Information given →
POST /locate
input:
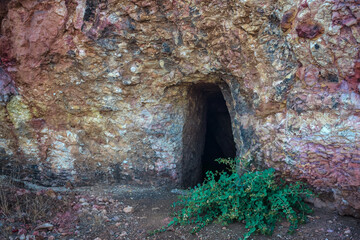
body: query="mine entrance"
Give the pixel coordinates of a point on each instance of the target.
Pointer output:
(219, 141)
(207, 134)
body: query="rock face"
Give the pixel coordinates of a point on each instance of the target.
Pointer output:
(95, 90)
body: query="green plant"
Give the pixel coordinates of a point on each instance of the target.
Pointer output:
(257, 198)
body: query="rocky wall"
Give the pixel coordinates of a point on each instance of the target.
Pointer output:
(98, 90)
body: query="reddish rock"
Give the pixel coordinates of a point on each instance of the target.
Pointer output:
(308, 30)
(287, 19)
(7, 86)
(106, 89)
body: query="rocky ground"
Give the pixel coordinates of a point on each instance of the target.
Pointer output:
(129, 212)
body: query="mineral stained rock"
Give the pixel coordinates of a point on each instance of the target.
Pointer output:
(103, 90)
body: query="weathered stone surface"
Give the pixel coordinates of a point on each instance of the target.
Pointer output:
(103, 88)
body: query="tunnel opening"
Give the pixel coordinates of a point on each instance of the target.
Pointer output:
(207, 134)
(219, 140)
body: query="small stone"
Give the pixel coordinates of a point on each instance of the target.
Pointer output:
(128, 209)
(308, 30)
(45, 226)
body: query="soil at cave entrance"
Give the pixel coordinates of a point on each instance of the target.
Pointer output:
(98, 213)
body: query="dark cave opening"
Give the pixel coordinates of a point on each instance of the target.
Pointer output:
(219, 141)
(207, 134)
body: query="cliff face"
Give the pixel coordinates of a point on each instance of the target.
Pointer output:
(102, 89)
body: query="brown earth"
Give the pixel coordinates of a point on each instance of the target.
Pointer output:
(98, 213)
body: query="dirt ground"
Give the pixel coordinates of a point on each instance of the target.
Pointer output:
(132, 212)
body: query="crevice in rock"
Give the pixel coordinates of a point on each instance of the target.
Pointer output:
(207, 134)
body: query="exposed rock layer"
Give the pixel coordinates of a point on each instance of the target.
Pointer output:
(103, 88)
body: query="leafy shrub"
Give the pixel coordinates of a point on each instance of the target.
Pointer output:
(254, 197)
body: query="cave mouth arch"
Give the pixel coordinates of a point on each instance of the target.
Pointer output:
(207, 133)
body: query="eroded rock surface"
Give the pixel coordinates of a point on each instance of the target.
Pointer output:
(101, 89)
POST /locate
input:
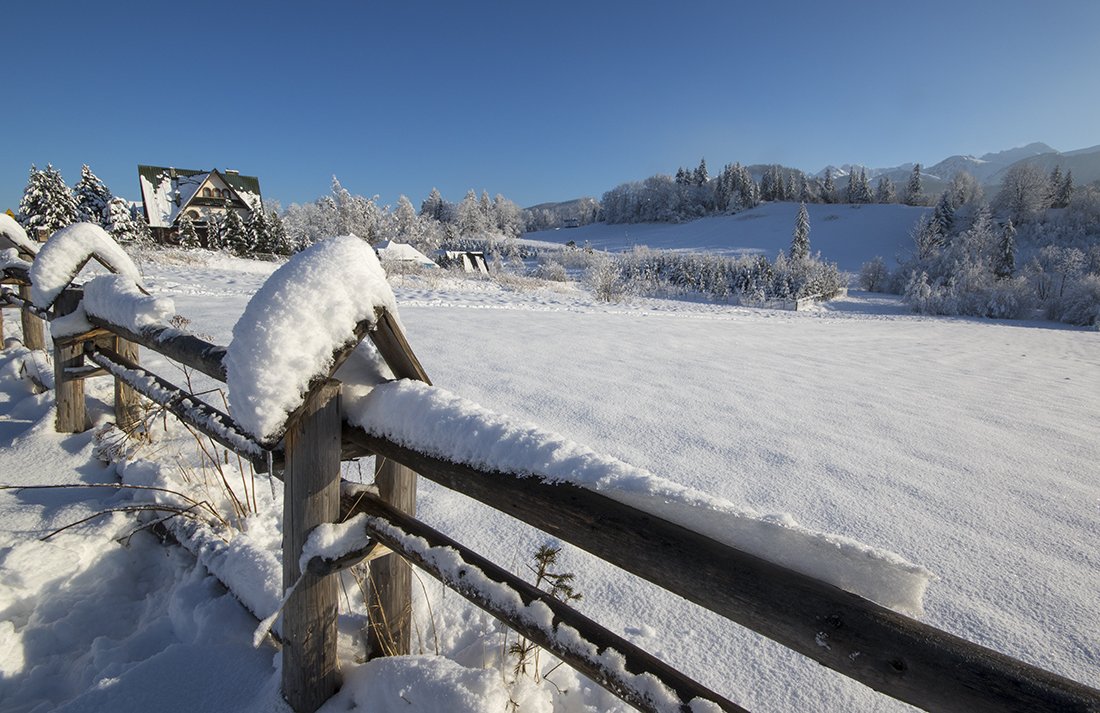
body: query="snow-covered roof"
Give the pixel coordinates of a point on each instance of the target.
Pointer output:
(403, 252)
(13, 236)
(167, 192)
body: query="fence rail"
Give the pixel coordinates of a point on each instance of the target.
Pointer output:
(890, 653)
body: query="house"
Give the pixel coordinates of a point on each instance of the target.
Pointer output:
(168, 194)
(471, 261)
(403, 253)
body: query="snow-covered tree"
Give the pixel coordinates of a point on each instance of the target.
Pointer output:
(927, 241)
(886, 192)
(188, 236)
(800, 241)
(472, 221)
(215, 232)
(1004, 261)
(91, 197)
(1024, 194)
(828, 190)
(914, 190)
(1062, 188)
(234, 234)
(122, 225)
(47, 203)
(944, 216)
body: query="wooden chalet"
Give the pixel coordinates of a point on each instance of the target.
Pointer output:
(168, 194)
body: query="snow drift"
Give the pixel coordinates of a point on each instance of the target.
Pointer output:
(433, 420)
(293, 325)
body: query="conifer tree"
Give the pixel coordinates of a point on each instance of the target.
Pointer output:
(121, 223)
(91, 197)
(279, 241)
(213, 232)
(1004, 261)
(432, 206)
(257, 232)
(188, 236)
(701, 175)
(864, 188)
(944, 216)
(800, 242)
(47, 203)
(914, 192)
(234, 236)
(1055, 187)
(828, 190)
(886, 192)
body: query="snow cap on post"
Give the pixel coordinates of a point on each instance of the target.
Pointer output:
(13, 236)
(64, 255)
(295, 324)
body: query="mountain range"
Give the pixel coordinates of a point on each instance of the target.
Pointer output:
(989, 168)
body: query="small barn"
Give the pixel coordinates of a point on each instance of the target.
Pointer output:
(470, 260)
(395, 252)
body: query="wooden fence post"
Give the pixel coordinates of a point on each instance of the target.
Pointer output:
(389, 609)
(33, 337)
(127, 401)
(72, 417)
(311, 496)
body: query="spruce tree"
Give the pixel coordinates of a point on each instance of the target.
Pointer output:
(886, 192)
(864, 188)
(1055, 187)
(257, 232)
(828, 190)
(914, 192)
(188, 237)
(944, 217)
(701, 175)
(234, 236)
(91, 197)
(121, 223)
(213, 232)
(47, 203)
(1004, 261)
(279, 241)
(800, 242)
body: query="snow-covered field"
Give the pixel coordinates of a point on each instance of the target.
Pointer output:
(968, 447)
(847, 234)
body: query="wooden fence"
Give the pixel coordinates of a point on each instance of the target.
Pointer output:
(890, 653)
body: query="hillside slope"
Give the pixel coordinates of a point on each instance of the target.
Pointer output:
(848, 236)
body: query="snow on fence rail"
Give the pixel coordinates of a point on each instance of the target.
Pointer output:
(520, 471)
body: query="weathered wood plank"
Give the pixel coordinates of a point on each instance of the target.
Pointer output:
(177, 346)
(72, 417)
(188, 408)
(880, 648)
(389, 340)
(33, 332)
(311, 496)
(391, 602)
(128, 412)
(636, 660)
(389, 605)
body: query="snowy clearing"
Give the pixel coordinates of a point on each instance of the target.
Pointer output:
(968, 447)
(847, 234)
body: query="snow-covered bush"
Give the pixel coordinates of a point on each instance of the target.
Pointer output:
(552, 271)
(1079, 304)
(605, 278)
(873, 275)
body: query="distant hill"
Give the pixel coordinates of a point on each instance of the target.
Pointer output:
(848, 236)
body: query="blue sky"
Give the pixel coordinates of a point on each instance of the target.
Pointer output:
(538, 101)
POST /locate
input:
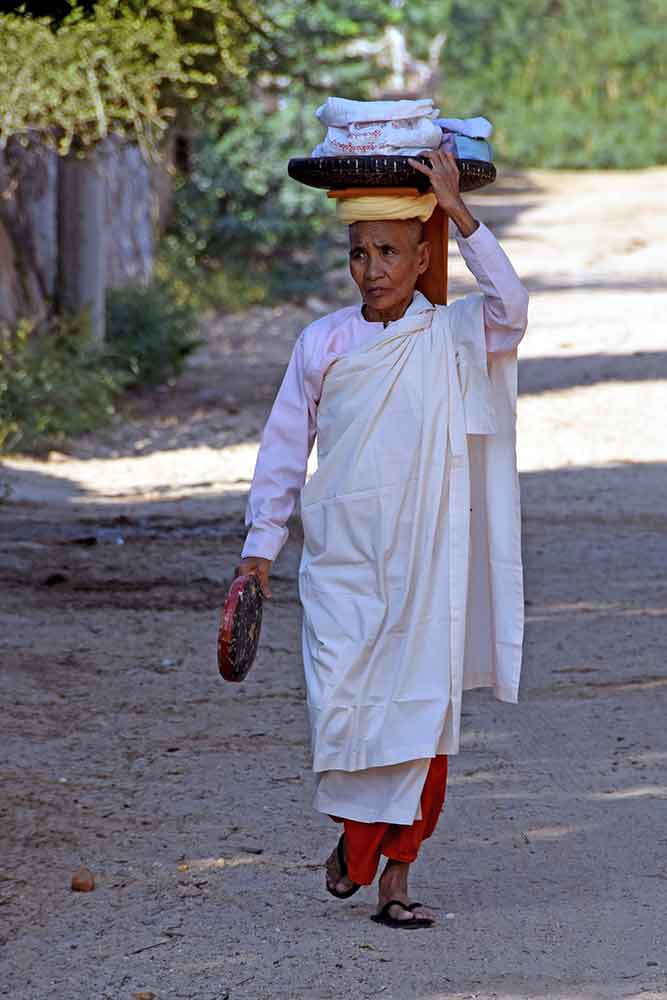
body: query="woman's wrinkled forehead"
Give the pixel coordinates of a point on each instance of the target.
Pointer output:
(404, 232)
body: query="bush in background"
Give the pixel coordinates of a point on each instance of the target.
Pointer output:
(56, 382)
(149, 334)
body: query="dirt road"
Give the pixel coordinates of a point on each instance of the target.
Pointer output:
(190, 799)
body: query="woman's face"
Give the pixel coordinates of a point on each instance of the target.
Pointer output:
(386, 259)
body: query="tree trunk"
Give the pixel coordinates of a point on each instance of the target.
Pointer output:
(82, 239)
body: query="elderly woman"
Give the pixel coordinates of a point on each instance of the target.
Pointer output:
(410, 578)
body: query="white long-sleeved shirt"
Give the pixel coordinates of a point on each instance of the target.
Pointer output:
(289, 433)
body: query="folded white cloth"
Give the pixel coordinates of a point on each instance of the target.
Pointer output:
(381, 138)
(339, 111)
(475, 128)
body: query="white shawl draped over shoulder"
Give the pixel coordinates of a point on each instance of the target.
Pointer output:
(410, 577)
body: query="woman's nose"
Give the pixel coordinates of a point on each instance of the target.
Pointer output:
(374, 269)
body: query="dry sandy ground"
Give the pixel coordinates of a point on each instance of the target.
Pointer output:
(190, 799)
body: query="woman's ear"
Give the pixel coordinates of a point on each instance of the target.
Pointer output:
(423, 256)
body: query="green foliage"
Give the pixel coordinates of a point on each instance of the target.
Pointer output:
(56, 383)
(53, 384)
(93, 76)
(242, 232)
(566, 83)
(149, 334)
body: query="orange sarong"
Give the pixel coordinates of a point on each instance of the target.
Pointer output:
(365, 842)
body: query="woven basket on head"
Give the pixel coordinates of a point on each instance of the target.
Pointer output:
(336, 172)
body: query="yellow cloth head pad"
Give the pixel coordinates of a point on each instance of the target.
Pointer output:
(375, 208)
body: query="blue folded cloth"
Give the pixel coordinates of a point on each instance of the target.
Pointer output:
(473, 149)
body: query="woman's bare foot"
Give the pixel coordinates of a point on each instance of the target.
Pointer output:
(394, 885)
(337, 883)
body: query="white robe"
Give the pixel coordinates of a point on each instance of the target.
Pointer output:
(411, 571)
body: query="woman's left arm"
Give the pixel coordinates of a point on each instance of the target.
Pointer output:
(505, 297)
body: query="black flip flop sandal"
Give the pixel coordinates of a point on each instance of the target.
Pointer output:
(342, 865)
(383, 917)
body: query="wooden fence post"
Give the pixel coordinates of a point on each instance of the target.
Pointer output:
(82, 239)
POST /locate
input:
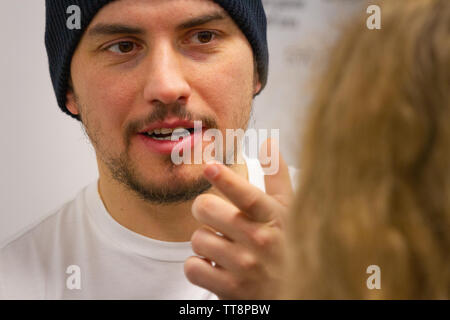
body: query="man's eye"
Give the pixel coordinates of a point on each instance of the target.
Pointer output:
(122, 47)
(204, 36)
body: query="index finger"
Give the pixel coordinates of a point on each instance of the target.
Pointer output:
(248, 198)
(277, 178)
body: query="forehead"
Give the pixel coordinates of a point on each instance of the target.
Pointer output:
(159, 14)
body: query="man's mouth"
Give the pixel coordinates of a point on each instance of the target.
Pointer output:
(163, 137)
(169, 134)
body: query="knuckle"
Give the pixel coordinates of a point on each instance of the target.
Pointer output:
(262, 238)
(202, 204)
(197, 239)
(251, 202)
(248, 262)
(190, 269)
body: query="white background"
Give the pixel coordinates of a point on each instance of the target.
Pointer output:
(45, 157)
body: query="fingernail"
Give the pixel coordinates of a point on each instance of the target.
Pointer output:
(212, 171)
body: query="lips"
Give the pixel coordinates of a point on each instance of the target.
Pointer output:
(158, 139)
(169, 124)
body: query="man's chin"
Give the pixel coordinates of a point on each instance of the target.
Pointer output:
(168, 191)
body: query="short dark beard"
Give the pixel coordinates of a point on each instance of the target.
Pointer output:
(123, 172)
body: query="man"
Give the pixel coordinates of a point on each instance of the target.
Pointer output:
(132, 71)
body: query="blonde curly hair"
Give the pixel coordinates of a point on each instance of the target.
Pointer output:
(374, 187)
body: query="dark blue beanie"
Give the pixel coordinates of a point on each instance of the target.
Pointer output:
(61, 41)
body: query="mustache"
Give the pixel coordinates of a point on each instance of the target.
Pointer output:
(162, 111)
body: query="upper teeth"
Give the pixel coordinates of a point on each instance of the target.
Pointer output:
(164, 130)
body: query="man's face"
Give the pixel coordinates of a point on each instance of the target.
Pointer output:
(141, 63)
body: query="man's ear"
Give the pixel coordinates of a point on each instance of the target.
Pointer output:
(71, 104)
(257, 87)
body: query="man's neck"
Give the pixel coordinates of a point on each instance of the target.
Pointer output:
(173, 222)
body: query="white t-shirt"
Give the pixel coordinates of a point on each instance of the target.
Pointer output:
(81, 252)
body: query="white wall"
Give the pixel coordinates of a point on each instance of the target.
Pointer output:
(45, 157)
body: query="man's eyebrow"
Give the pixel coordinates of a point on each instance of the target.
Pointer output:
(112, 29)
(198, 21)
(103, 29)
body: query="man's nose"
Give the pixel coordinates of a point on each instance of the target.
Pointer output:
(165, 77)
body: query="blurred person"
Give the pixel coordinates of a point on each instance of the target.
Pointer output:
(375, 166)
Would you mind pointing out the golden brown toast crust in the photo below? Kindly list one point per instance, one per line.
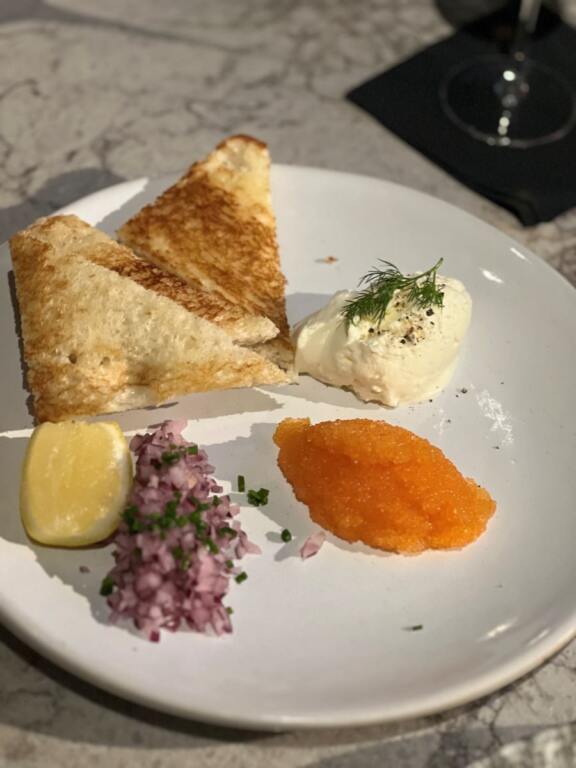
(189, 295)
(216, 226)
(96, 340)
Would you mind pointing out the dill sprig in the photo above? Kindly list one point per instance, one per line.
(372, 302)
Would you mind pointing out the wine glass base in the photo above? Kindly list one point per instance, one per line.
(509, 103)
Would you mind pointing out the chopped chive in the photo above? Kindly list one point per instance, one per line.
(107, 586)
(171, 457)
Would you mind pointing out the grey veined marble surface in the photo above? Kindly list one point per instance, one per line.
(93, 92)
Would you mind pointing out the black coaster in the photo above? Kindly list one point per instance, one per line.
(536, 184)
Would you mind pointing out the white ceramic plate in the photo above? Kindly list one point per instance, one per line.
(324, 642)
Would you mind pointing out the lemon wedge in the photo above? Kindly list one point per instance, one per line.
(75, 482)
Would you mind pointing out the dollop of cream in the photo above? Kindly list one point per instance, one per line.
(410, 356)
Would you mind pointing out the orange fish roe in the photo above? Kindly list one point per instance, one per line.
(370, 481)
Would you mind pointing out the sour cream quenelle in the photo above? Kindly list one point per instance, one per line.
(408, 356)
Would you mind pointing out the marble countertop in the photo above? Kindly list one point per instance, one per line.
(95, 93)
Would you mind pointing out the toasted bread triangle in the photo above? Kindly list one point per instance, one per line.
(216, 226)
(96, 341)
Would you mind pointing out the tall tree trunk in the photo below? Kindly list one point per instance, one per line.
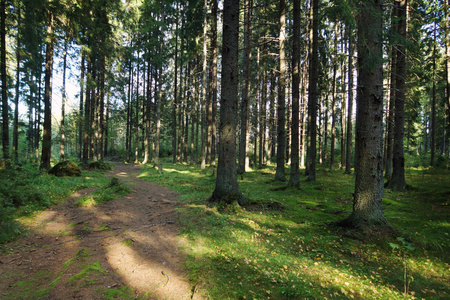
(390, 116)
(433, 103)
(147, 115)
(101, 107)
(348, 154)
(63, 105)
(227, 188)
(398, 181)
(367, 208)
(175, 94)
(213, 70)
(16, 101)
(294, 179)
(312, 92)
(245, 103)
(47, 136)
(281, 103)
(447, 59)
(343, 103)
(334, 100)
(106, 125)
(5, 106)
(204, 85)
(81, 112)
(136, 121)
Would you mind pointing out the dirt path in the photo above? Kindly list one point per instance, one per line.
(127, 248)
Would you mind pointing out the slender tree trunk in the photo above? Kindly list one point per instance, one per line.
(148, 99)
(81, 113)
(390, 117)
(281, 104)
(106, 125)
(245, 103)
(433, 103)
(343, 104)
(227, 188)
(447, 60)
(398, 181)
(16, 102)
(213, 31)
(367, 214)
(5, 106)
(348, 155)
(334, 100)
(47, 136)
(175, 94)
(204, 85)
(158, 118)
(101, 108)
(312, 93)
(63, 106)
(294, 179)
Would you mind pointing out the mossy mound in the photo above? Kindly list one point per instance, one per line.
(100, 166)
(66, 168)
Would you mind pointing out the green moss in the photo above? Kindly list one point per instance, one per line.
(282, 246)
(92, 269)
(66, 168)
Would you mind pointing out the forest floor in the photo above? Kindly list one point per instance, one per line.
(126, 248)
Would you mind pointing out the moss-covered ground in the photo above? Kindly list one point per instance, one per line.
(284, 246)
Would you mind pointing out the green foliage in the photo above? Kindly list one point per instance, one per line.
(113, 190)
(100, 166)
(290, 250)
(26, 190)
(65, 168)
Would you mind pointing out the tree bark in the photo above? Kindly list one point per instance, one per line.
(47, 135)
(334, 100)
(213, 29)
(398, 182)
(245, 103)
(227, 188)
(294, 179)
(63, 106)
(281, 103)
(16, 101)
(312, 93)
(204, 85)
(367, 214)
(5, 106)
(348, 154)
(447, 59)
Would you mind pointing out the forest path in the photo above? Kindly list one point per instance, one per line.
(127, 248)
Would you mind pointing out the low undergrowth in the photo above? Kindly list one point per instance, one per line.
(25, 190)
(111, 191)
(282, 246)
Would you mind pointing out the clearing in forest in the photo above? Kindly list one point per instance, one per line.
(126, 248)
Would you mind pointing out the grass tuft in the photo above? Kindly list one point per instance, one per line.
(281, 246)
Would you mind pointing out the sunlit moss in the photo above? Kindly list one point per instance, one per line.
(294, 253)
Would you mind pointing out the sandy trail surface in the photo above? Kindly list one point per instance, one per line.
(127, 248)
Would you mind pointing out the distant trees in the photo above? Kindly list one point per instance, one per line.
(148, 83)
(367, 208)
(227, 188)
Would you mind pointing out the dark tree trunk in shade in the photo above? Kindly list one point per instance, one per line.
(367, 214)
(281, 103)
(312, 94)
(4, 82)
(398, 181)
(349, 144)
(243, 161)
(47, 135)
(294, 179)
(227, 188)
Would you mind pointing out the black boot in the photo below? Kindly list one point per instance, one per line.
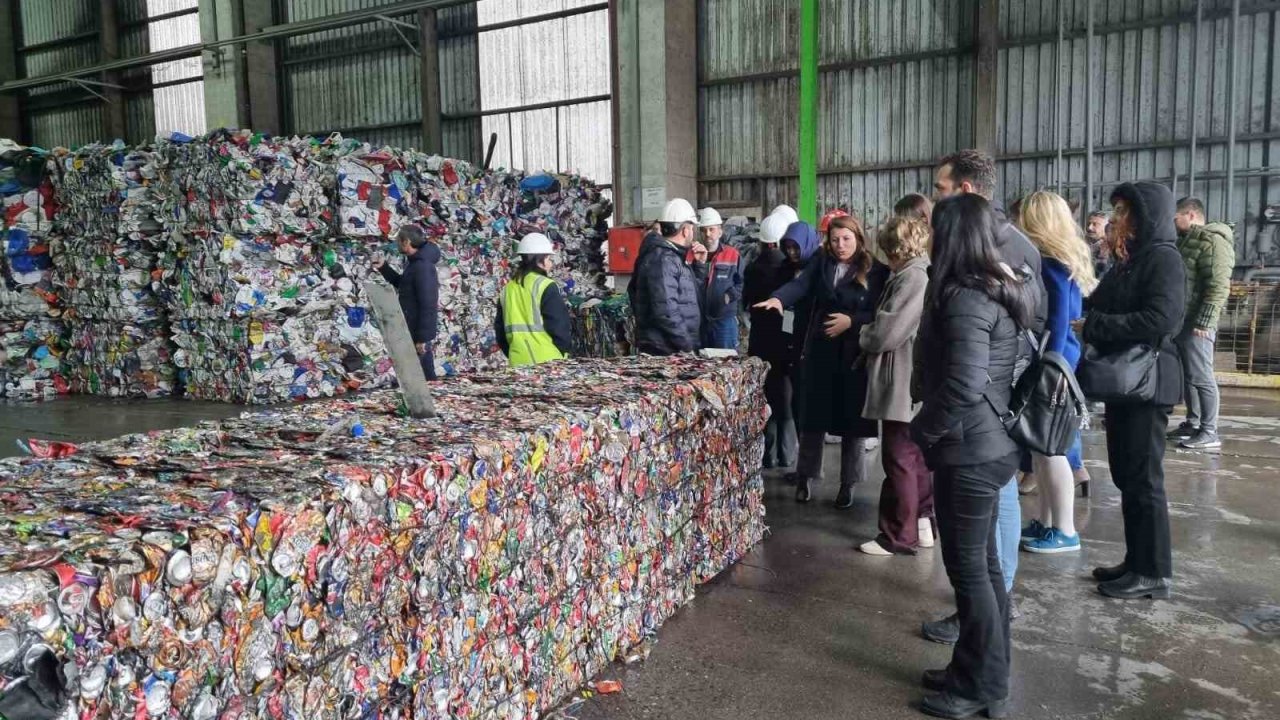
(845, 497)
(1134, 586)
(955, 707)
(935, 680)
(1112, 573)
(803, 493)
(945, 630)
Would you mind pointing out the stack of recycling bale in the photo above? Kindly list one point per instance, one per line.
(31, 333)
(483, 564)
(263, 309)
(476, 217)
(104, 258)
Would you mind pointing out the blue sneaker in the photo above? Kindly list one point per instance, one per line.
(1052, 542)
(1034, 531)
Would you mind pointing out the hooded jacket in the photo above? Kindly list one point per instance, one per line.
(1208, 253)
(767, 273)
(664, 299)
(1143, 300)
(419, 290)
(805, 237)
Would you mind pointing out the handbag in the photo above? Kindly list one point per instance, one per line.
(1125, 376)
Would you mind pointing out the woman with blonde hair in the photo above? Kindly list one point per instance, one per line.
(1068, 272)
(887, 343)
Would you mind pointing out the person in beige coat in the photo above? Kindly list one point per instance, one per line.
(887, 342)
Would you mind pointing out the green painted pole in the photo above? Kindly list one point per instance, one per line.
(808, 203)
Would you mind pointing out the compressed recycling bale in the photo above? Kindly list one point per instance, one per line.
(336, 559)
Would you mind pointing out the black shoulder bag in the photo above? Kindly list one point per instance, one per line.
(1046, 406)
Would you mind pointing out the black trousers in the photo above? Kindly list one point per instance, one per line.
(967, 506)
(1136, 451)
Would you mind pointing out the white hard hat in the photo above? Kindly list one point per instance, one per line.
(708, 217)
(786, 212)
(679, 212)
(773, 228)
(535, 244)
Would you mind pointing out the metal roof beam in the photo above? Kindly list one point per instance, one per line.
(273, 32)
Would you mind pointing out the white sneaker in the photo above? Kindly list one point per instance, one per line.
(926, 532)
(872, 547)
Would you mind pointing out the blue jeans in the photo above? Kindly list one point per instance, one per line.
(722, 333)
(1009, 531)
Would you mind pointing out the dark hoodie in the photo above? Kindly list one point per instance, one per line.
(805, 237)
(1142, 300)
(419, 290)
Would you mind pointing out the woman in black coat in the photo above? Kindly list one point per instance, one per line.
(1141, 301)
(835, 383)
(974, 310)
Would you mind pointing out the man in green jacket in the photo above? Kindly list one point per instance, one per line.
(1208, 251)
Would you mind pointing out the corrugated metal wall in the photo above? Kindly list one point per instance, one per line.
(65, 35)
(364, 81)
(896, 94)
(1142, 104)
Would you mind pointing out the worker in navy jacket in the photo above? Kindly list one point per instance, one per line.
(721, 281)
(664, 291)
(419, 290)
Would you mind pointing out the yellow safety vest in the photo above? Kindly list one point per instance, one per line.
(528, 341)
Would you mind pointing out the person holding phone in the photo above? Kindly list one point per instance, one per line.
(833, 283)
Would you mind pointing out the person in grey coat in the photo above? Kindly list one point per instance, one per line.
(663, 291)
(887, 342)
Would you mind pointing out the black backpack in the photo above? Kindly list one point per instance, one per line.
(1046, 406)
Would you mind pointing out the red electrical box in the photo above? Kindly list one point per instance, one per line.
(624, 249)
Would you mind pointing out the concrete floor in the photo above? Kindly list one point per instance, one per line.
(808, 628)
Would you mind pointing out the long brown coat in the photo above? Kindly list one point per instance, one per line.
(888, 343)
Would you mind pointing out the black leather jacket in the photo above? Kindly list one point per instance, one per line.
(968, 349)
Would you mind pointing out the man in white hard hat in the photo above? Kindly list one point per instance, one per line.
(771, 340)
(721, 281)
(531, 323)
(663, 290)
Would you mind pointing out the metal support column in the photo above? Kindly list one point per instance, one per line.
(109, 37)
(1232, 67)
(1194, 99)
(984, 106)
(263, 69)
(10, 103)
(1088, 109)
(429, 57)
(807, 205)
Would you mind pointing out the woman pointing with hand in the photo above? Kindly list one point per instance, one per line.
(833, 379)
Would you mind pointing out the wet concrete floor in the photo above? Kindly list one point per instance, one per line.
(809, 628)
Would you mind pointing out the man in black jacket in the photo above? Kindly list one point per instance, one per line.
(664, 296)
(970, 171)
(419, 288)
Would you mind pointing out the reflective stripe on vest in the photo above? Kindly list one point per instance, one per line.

Assignment →
In the listing, find every line containing the word "bush" and list it.

Solved problem →
body: query="snow-covered bush"
body: query="bush in background"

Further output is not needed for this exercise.